[Saved entries]

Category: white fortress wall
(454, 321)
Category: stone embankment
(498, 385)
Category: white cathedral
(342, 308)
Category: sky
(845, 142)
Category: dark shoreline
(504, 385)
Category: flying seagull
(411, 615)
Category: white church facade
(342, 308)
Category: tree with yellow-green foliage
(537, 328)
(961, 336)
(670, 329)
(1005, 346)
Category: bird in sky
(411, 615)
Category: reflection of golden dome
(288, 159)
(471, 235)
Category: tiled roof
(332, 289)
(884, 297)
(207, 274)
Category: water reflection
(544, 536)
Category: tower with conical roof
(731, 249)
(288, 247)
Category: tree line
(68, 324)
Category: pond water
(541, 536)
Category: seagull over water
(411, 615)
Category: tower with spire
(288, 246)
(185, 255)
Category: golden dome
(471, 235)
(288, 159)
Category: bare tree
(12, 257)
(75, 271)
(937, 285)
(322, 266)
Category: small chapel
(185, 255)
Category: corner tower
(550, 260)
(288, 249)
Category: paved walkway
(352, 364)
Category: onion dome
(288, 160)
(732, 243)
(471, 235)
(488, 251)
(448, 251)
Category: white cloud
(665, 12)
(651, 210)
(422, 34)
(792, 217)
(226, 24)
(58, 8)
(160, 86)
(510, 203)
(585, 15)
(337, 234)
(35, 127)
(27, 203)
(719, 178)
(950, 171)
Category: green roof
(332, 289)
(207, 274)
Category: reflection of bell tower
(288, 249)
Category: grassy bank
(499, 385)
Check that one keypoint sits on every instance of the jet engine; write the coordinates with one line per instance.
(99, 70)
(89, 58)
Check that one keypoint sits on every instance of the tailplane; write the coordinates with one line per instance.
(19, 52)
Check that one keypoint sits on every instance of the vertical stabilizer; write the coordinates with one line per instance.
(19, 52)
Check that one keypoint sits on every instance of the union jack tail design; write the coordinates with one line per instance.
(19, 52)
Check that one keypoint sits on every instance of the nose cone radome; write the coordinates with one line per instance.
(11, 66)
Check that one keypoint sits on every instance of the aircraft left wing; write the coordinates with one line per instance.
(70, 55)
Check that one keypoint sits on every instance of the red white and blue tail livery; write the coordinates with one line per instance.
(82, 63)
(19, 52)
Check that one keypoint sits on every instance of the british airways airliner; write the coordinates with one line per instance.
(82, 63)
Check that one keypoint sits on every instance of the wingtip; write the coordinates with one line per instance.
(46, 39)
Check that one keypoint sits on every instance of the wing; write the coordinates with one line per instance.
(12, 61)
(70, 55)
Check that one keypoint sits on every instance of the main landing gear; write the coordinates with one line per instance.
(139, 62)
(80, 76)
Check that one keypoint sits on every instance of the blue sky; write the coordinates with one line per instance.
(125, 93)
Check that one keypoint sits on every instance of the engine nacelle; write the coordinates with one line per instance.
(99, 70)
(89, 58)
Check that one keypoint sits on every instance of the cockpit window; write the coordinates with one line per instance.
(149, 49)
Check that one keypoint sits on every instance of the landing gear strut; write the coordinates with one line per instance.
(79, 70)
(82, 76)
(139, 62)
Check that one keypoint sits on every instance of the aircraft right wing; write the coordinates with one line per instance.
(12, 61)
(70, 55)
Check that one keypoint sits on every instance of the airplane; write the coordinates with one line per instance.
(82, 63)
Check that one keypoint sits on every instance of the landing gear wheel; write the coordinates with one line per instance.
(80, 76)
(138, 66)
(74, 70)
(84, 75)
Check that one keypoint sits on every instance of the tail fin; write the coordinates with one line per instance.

> Task description
Please make your reply exactly the lines from the one containing "Check that one keypoint sits on every instance of the airplane;" through the end of the entries above, and nothing more.

> Result of this task
Check that one keypoint sits on every instance of the airplane; write the coordinates with one line per instance.
(82, 63)
Check that one keypoint sits on every instance of the landing gear wheel; write the coordinates with one line per instance.
(80, 76)
(138, 66)
(74, 70)
(84, 75)
Check that one keypoint sits on every instance of the tail fin; write the coordinates with one line per instance.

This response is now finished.